Отрывок
------
Санкт-Петербург, Россия
Cтатья приурочена к 2000-летию со дня рождения Гая Плиния Старшего (23–79 н. э.), автора «Естественной истории», в которой два последних тома посвящены горным породам и минералам. Обращено внимание на то, что именно Плиний первый зафиксировал атрибуты многогранника (грани, ребра, вершины) на совершенных природных кристаллах. Лишь через 16 веков их измерения привели к эмпирическим законам Н. Стено (1638–1686), затем Р. Ж. Аюи (1743–1822). Переводы из «Естественной истории» даны по В. М. Севергину, описание извержения Везувия в 79 г. — из XVI письма Плиния Младшего к Тациту. Цель статьи — точная расстановка акцентов в истории минералогии и кристаллографии. Она ориентирована на историков науки, а также преподавателей, аспирантов и студентов геологических факультетов университетов. Цитирование старых и древних авторов в статье важно для доказательства главного тезиса — приоритета Плиния Старшего, а также имеет целью привлечь молодых исследователей к чтению первоисточников.
Теофраст, Тит Лукреций Кар, Плиний Старший, «Естественная история», Плиний Младший, ал-Бируни, Н. Стено, Р. Ж. Аюи, Ж. Б. Л. Роме-де-Лиль, В. М. Севергин, кристаллический многогранник, история минералогии и кристаллографии
Есть юбилеи, подавляющие своим величием. 2000 лет со дня рождения Гая Плиния Старшего — это уже геологический возраст! К таким образцам применим радиоуглеродный анализ, погрешность датировок — несколько лет. А тут — все точно: родился в 23 г., погиб в 79 г. История предвидела масштаб личности и согласовала ее уход с таким могучим и торжественным извержением Везувия, коего не было ни до, ни после...
Плиний Старший — автор многотомной «Естественной истории» (Historia Naturalis), изданной им всего за год до гибели. Для просвещенного римлянина бесконечно разнообразный космос — уже не хаос, и надобно понять его порядок. Энциклопедия Плиния — об этом. Нам наиболее интересны тома XXXVI «Камни, скульптуры» и XXXVII «Драгоценные камни и изделия из них». Они были со знанием дела переведены на русский язык академиком минералогии В. М. Севергиным в начале XIX века и цитируются далее. Горные породы рассмотрены Плинием Старшим как материал для скульптур и строительства зданий, минералы — как драгоценности, сырье для изготовления украшений, красок, лекарств и прочего в технологиях того времени. И все же что-то важное практичный римлянин от мечтательных греков унаследовал, ибо заметил в минералах и несколько раз зафиксировал на пергаменте их бесполезное1 (в сравнении с цветом, блеском, твердостью...) свойство, а именно — в самых совершенных образцах минералы суть природные многогранники.
------
Содержимое набора
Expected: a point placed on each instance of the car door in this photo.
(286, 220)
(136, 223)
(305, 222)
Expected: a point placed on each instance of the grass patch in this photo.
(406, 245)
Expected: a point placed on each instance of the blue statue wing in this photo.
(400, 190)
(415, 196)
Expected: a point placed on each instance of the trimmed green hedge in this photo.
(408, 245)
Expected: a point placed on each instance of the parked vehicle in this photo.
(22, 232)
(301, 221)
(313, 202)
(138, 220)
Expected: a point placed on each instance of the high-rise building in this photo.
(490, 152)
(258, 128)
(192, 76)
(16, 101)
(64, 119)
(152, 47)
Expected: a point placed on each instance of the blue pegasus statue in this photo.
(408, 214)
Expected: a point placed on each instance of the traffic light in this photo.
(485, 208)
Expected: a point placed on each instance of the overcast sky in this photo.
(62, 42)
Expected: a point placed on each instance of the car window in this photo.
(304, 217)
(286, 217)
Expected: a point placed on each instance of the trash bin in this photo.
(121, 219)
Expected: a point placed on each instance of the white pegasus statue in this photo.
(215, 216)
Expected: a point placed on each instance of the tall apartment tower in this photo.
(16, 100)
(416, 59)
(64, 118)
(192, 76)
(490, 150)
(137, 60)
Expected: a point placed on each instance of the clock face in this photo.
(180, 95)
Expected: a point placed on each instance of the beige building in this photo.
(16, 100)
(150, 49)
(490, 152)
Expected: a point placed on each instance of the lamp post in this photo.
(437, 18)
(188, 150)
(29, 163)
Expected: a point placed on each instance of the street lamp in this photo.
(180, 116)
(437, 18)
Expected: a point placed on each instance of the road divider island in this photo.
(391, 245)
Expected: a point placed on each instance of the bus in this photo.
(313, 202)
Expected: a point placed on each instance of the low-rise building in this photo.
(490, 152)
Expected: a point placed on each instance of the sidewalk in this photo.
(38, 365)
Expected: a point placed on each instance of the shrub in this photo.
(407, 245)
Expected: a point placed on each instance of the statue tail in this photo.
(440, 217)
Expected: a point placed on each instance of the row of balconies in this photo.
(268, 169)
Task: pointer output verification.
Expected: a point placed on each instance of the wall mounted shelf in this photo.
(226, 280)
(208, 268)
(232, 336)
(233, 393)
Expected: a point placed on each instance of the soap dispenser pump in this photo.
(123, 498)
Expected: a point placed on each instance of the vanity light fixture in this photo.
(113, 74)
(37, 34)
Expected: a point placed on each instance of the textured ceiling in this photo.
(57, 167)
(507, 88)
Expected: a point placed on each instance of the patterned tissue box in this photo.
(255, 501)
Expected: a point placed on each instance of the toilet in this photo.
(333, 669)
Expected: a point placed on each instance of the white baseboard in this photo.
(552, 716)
------
Задания к тексту
a – Проверьте по отрывку о Плинии Старшем, верны ли три утверждения. На каждое ответьте «да» или «нет» и приведите решающие слова отрывка точной цитатой. (i) Плиний Старший издал «Естественную историю» всего за год до своей гибели. (ii) Тома XXXVI и XXXVII В. М. Севергин перевел на русский язык в конце XVIII века. (iii) Описание извержения Везувия взято из письма Плиния Младшего к Тациту.
b – Продолжите статью о Плинии Старшем, начав сразу после последнего предложения отрывка.

Ответы к заданиям
a –
(i) Да: «изданной им всего за год до гибели».
(ii) Нет: «переведены на русский язык академиком минералогии В. М. Севергиным в начале XIX века».
(iii) Да: «описание извержения Везувия в 79 г. — из XVI письма Плиния Младшего к Тациту».

b –
Прежде чем обратиться к Плинию Старшему, вспомним о его далеком предшественнике Теофрасте (371–287 до н. э.). В его трактате «О камнях» находим всего одно упоминание о формах минералов: «Камень, находимый близ Милета, не горит, он угловатый, и имеются на нем шестиугольные формы. Его тоже называют „антракс“, и это удивительно, так как он некоторым образом подобен „адамасу“» (Теофраст, 2004, c. 42–43). Выбирая между рубином, шпинелью и гранатом («антракс» — красный горячий уголь), переводчики и комментаторы остановились на последнем (Ibid., c. 97–98). «И это удивительно», так как на преобладающих у граната ромбододекаэдре и тетрагонтриоктаэдре нет шестиугольных форм, хотя изометричностью (у обоих кубическая сингония) он «подобен „адамасу“» (алмазу)2.
Плиний Старший о кристаллическом многограннике
О свойствах вещи процитируем Тита Лукреция Кара (99–55 до н. э.), другого римлянина, эпикурейца, материалиста и атомиста, отвергавшего боязнь смерти, и во всем этом — несомненного предтечу Плиния Старшего. «Свойство есть то, что никак отделить иль отнять невозможно / Без разрушенья того, чему оно будет присуще: / Вес у камней, у огня теплота, у воды ее влажность...» (Лукреций, 2006, с. 41). Это же Б. Спиноза (1632–1677) позднее определит в «Этике, доказанной в геометрическом порядке» (1677) как атрибут, неотъемлемое качество, «то, что ум представляет в субстанции как составляющее ее сущность». Но нам важно именно мнение Тита Лукреция Кара, ведь его должен был знать широко эрудированный Плиний Старший при описании свойств минералов. Понятно же, что основное свойство многогранника — наличие граней, пересекающихся по ребрам, сходящимся в вершинах. Многогранник — он же многовершинник и многореберник. Даже Ж. Б. Л. Роме де Лиль (1736–1790, рис. 1) и геометры его поры сомневались, какое из свойств положить в основу системы.
И. И. Шафрановский писал об упоминании многогранников древними авторами довольно критически. «У древних авторов кристаллические формы многогранников почти не упоминаются. Даже в <…> «Естественной истории» Плиния <…> употребляются лишь лаконичные и неточные эпитеты: золото и алмаз — „четырехугольные“, горный хрусталь — „шестиугольный“» (Шафрановский, 1956, с. 213; 1978). Действительно, до различия многогранников, разрешенных и не разрешенных на кристаллах, было очень далеко. Этого еще не знал Н. Стено (1638–1686) (рис. 2), через 16 веков сформулировавший первый эмпирический закон кристаллографии «о равенстве углов между соответственными гранями на кристаллах одного сорта» (Стенон, 1957)3. Еще через сто лет уже будет знать Р. Ж. Аюи (1743–1822, рис. 3)4, сформулировавший второй эмпирический закон «о двойном рациональном отношении параметров» и доказавший невозможность на кристаллах платоновых икосаэдра и додекаэдра. В отношении Плиния Старшего речь идет о многогранниках как таковых, неявно определенных им через свойства (атрибуты).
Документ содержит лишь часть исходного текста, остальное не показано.